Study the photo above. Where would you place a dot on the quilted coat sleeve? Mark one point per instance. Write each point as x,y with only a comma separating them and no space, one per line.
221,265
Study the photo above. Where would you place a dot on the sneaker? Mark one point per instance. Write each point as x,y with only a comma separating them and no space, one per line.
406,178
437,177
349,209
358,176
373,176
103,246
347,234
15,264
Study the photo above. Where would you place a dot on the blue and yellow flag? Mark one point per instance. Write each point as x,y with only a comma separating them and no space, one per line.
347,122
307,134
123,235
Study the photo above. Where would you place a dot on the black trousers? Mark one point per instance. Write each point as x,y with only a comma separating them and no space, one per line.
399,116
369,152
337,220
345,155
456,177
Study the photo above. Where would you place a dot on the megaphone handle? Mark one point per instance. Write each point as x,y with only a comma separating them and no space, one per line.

....................

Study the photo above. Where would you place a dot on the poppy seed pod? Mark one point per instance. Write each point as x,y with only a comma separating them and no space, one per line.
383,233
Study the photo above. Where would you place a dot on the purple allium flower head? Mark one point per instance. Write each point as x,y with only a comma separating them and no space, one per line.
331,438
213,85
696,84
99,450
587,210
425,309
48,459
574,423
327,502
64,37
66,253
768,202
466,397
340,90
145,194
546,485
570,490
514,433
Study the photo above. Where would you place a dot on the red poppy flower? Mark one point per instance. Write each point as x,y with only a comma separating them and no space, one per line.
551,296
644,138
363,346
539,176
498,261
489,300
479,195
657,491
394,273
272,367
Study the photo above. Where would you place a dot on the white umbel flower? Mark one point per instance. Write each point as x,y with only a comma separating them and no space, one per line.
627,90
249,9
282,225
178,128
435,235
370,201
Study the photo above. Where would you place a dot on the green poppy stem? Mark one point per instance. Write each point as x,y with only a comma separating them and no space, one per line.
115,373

....................

TASK DESCRIPTION: Count the lines in the records above that contain the string "poppy", matching case exactly. Reply with the number alone.

EXPECTED ANSWER: 3